>> Start Text

1 - a 50mm lens is a 50mm lens. Basically, DOF is the same.

2 - BUT - circles of confusion change. The circle of confusion basically defines the edges of "acceptable" sharpness that go from the front to the back of your depth of field. If you have hyperfocal from, say, 10' to infinity, it's not absolutely sharp that whole distance. It's just acceptablly sharp (or better) from 10' to infinity.

So if the circles of confusion change with digital, then it becomes, like, 11' to infinity or something.

One rule I often use is to set the lens for hyperfocal at f8, then set the lens to f11. I still use this when I can. And it'll work for digital, too :)

allan
 
kaiyen said:
One rule I often use is to set the lens for hyperfocal at f8, then set the lens to f11. I still use this when I can. And it'll work for digital, too :)

allan
I'd go with this approach - all the confusion stems from thinking that HFD is some sort of precise measure, whereas in reality, it's an approximation and very subjective.

>> End Text
>> Start Given data

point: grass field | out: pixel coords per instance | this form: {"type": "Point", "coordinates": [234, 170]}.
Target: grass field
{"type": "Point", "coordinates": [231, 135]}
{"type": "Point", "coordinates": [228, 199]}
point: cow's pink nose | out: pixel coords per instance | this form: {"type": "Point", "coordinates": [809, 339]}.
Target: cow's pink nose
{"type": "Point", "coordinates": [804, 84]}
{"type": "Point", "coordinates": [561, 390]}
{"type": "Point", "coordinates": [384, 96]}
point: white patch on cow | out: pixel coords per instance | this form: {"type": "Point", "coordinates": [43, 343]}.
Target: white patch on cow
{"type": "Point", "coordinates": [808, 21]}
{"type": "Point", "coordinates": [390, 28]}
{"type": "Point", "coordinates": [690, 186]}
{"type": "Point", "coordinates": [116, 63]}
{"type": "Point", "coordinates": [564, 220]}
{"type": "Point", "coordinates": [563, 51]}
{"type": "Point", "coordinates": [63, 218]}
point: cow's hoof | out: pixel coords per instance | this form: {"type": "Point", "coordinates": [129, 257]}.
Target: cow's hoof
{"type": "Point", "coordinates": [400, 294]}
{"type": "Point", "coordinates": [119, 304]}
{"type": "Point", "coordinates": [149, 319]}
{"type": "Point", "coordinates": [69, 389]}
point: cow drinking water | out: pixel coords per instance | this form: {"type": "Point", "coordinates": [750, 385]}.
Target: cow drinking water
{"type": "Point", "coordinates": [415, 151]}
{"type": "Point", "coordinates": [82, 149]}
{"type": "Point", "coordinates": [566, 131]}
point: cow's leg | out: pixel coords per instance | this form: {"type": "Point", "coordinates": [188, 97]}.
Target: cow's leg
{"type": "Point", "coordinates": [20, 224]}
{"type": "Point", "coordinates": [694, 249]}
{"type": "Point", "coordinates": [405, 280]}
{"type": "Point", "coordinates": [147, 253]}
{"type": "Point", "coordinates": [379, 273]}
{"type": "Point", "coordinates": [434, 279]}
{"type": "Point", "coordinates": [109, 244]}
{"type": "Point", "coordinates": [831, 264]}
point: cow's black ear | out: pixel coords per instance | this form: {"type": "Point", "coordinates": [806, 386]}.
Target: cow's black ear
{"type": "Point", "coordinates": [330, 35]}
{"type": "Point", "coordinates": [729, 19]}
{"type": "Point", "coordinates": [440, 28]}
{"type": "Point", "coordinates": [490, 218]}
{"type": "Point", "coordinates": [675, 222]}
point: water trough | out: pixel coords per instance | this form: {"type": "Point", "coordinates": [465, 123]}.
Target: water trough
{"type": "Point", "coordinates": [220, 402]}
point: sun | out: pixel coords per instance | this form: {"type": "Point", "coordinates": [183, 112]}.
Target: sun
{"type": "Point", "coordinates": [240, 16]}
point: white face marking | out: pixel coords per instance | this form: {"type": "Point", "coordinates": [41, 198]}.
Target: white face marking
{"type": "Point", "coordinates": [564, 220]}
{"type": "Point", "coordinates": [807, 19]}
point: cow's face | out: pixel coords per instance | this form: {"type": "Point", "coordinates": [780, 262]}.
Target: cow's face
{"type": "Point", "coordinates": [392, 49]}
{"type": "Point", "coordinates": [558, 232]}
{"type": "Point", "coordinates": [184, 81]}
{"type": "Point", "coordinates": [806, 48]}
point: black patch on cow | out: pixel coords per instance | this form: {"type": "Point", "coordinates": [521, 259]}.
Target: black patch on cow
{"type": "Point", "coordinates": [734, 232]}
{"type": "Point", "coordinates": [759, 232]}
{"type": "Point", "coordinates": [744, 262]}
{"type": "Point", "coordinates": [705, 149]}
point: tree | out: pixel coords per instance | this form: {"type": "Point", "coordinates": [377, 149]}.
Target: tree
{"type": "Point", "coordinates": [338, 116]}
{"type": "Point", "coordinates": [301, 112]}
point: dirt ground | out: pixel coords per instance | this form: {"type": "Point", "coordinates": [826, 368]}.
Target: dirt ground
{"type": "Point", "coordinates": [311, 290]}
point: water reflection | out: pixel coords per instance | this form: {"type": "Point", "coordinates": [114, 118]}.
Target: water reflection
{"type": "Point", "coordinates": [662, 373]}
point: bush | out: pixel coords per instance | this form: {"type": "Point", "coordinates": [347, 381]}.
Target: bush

>> End Given data

- **Challenge 1**
According to the hyperfocal distance text, what rule is used for setting the lens?
- **Challenge 2**
Repeat the passage of the hyperfocal distance text that begins at the words "2 - BUT - circles" and stops after "infinity or something.".

- **Written solution 1**
Set the lens for hyperfocal at f8, then set it to f11.

- **Written solution 2**
2 - BUT - circles of confusion change. The circle of confusion basically defines the edges of "acceptable" sharpness that go from the front to the back of your depth of field. If you have hyperfocal from, say, 10' to infinity, it's not absolutely sharp that whole distance. It's just acceptablly sharp (or better) from 10' to infinity.

So if the circles of confusion change with digital, then it becomes, like, 11' to infinity or something.